I risultati della ricerca (realizzata dal botanico Roberto Dellavedova) sono stati presentati nei giorni scorsi presso lo showroom di Fantini Rubinetti a Pella (Novara). Si è registrato che il lago d’Orta ospita 70 popolamenti di canneti e questi sono in continua regressione. Nell’ultimo decennio, considerando l’intera area, la perdita è stata di circa il 40 % e la decrescita più significativa si nota intorno alla baia di Gozzano. Una prima ipotesi avanzata dal botanico per spiegare la contrazione è la presenza dell’uomo: bagnanti in estate, imbarcazioni e onde danneggiano la vegetazione.
Per quanto riguarda gli habitat, a livello globale sono ormai evidenti i segni di un’alterazione degli equilibri come conseguenza del surriscaldamento. Raccogliere dati su questi fenomeni, secondo Dellavedova, è fondamentale per permettere alle generazioni future di stendere un piano di intervento adeguato.

__________

> COSE DA FARE
**A.** Trascrivi la parte del brano sui canneti del lago d'Orta compresa tra "I risultati della" e "danneggiano la vegetazione.", estremi inclusi.
**B.** Secondo il brano sui canneti del lago d'Orta, dove sono stati presentati i risultati della ricerca?
**C.** Elenca tutto ciò che, secondo l'ipotesi del botanico riportata nel brano sui canneti del lago d'Orta, danneggia la vegetazione.
I record non servono per svolgere il lavoro.

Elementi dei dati
__________

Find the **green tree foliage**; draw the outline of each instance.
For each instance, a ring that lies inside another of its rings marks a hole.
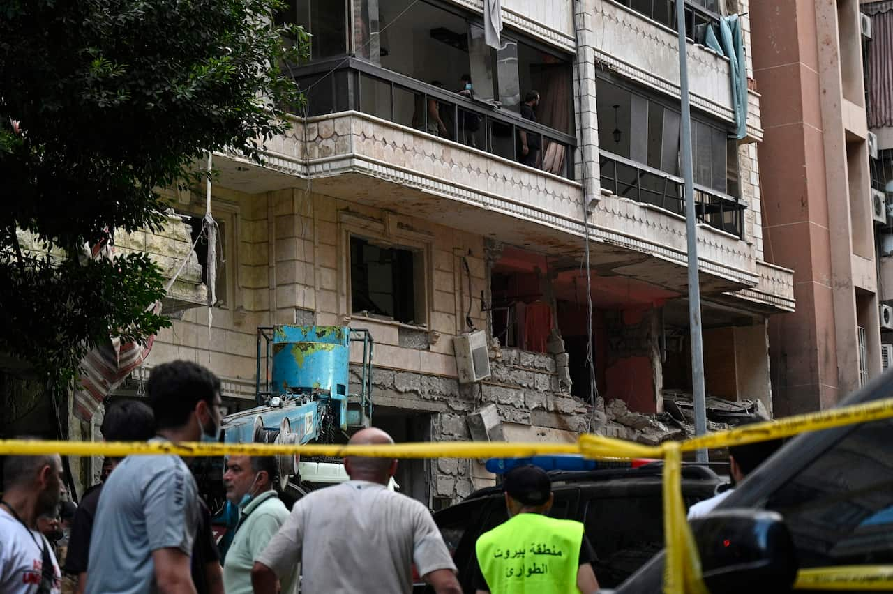
[[[158,229],[155,189],[195,176],[209,149],[261,160],[286,128],[280,106],[300,100],[280,64],[308,42],[272,25],[281,8],[0,0],[0,351],[64,380],[110,334],[168,325],[146,311],[163,293],[148,258],[79,255],[110,230]],[[56,257],[23,251],[17,229]]]

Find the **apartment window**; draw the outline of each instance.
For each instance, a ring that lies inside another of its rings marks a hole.
[[[663,102],[597,81],[598,146],[614,155],[680,175],[680,112]],[[738,148],[719,124],[692,116],[695,184],[738,197]]]
[[[345,0],[286,0],[276,23],[296,23],[313,37],[310,58],[321,60],[347,53],[347,4]]]
[[[355,315],[422,325],[423,283],[422,251],[351,235],[350,297]]]
[[[358,48],[357,57],[452,92],[463,90],[461,79],[468,74],[474,99],[499,102],[503,110],[516,113],[527,92],[537,90],[540,95],[539,123],[573,133],[569,57],[547,52],[507,30],[501,36],[501,47],[494,49],[484,43],[484,29],[478,17],[426,2],[354,3],[355,13],[362,15],[355,19],[355,29],[379,25],[381,29],[377,43],[365,45],[363,52]],[[366,37],[364,33],[355,37],[358,40]],[[407,100],[401,106],[395,101],[395,118],[412,120],[411,111],[417,111],[413,102]],[[451,123],[445,120],[447,129],[451,129]]]
[[[672,0],[616,0],[632,10],[673,30],[676,29],[676,3]],[[719,21],[719,0],[685,0],[685,34],[703,43],[706,28]]]

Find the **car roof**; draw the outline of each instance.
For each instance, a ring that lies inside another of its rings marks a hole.
[[[865,404],[893,396],[893,370],[875,377],[853,392],[835,408]],[[793,437],[765,462],[750,473],[735,488],[717,509],[726,507],[753,507],[801,472],[838,441],[855,431],[858,425],[848,425],[824,431],[804,433]],[[615,590],[617,594],[637,593],[655,584],[660,584],[663,573],[664,551],[655,555]]]

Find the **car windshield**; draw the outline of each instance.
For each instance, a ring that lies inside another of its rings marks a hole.
[[[893,421],[856,427],[772,493],[802,567],[893,562]]]

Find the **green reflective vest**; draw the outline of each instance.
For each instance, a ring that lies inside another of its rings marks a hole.
[[[484,532],[476,550],[492,594],[579,592],[583,524],[540,514],[518,514]]]

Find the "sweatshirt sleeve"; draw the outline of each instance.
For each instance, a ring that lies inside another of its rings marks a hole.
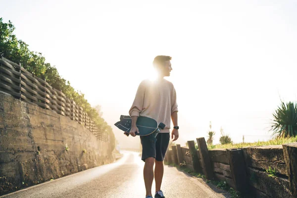
[[[171,114],[173,112],[178,111],[177,102],[176,101],[176,92],[175,89],[172,86],[172,97],[171,97]]]
[[[143,110],[145,93],[145,83],[143,81],[138,86],[134,101],[129,111],[130,116],[136,116],[139,117],[140,113]]]

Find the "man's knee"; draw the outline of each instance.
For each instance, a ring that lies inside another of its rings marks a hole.
[[[146,165],[149,166],[153,166],[154,163],[155,159],[153,157],[148,157],[146,159],[145,163]]]
[[[156,165],[162,165],[163,164],[163,161],[158,161],[155,160],[155,163],[156,163]]]

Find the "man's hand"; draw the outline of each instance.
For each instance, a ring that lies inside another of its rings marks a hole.
[[[174,140],[172,141],[172,142],[175,141],[176,140],[178,139],[178,136],[179,134],[178,133],[178,130],[173,129],[172,130],[172,132],[171,133],[171,139],[173,139],[173,136],[174,136]]]
[[[139,133],[139,130],[138,130],[138,128],[135,126],[132,126],[131,127],[131,130],[130,130],[130,134],[133,137],[136,136],[136,133]]]

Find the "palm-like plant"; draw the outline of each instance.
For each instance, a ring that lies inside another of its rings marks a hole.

__________

> RISULTATI PER COMPITO
**A.**
I risultati della ricerca (realizzata dal botanico Roberto Dellavedova) sono stati presentati nei giorni scorsi presso lo showroom di Fantini Rubinetti a Pella (Novara). Si è registrato che il lago d’Orta ospita 70 popolamenti di canneti e questi sono in continua regressione. Nell’ultimo decennio, considerando l’intera area, la perdita è stata di circa il 40 % e la decrescita più significativa si nota intorno alla baia di Gozzano. Una prima ipotesi avanzata dal botanico per spiegare la contrazione è la presenza dell’uomo: bagnanti in estate, imbarcazioni e onde danneggiano la vegetazione.

**B.** Presso lo showroom di Fantini Rubinetti a Pella (Novara).

**C.** Bagnanti in estate; imbarcazioni; onde.